_Text shown_
Pancreatic tumor is a rare condition in children, but reasonably common in adults. Histopathology in children also differs from that in adults, with most cases being pancreatoblastoma, solid pseudopapillary tumor, or pancreatic endocrine tumors.
PRESENTATION OF CASE
A 14-month-old boy was noticed abdominal distension and referred to our hospital. Laboratory findings revealed leukocytosis and elevation of serum level of C-reactive protein and pancreatic enzymes. Radiological findings at admission were the huge abdominal cyst in abdominal computed tomography. As the levels of pancreatic enzyme elevated synchronous to oral feeding, total parenteral nutrition was needed. Besides radiographically the abdominal lesion changed from multiple large cystic type to multiple microcystic lesion including solid component over time. It was considered different diagnosis was pancreatic blastoma, pancreatic pseudo cyst, and lymphangioma and he was performed operation. The huge multicystic and partially solid tumor arising from the tail of pancreas existed from posterior of stomach to pelvic cavity. The tumor was completely resected without pancreatectomy and residual pancreas can be kept without tumor invasion. Histopathological finding was pancreatic hamartoma.

(Stored records)
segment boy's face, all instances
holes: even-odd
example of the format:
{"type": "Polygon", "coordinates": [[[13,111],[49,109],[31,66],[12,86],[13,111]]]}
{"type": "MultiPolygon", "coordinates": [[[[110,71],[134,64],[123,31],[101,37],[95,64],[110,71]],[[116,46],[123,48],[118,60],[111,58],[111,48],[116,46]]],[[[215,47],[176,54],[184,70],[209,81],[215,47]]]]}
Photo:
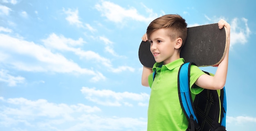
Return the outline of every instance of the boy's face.
{"type": "MultiPolygon", "coordinates": [[[[178,58],[175,51],[176,40],[171,41],[167,35],[167,29],[161,29],[153,32],[149,40],[150,50],[157,62],[168,64],[178,58]]],[[[179,55],[178,56],[179,56],[179,55]]]]}

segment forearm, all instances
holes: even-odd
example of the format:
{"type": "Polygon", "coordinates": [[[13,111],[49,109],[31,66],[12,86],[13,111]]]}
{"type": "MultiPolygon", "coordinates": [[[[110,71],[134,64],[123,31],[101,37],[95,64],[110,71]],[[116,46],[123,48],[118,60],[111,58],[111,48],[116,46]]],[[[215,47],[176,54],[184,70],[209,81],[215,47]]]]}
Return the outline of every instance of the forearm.
{"type": "Polygon", "coordinates": [[[149,87],[148,75],[153,72],[152,69],[143,66],[141,76],[141,84],[145,87],[149,87]]]}

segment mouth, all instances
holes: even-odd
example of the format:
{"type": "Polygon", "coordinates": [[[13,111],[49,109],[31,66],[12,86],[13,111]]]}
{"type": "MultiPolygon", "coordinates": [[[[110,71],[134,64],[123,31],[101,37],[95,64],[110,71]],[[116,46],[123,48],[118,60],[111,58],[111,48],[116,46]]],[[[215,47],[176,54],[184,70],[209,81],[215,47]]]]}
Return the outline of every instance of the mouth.
{"type": "Polygon", "coordinates": [[[154,52],[153,53],[153,56],[158,56],[159,54],[160,54],[160,53],[156,53],[156,52],[154,52]]]}

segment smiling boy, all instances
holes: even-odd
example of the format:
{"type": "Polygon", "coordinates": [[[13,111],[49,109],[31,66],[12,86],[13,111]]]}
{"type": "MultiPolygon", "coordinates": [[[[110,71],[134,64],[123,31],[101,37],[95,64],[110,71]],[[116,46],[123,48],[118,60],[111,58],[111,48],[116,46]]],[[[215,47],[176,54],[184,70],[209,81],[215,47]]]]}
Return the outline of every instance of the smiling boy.
{"type": "MultiPolygon", "coordinates": [[[[219,28],[226,27],[228,38],[230,26],[221,20],[219,28]]],[[[180,103],[178,72],[184,60],[180,53],[185,43],[187,24],[178,15],[167,15],[153,21],[142,38],[150,43],[150,49],[156,62],[152,69],[143,67],[141,84],[151,89],[148,109],[148,131],[186,131],[188,121],[180,103]],[[153,81],[152,72],[156,71],[153,81]]],[[[230,40],[224,58],[214,76],[206,74],[198,67],[191,68],[190,87],[194,97],[203,89],[219,89],[226,82],[230,40]]]]}

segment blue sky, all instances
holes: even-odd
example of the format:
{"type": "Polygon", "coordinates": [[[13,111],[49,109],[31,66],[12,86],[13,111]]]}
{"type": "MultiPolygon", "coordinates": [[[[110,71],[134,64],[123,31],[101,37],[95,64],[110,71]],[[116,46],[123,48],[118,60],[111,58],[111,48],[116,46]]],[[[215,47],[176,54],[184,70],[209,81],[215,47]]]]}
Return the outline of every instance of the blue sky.
{"type": "Polygon", "coordinates": [[[254,2],[0,0],[0,130],[146,130],[141,38],[176,13],[189,27],[230,23],[227,128],[254,129],[254,2]]]}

_What to work on_
- A) Can you restate the paragraph of the pancreatic tumor report that begins "Pancreatic tumor is a rare condition" as a short list of its main facts?
- B) Rewrite the pancreatic tumor report from "Pancreatic tumor is" to "pancreatic endocrine tumors.", renaming "children" as "infants" throughout.
- C) Could you go on with the pancreatic tumor report, picking up after its final sentence?
These records come from a separate source.

_Answers to the problems_
- A)
- Pancreatic tumors are rare in children but fairly common in adults.
- Their histopathology differs between children and adults.
- Most cases in children are pancreatoblastoma, solid pseudopapillary tumor, or pancreatic endocrine tumors.

- B)
Pancreatic tumor is a rare condition in infants, but reasonably common in adults. Histopathology in infants also differs from that in adults, with most cases being pancreatoblastoma, solid pseudopapillary tumor, or pancreatic endocrine tumors.

- C)
Pancreatic hamartoma was extremely rare, and only 17 cases were previously reported in the literature. This is the first case that the change of radiographic findings overtime was shown. We reviewed 17 cases (4 cases in children) of pancreatic hamartoma including our case.
Although extremely rare, pancreatic hamartoma should be considered in the differential diagnosis of cystic abdominal mass in children.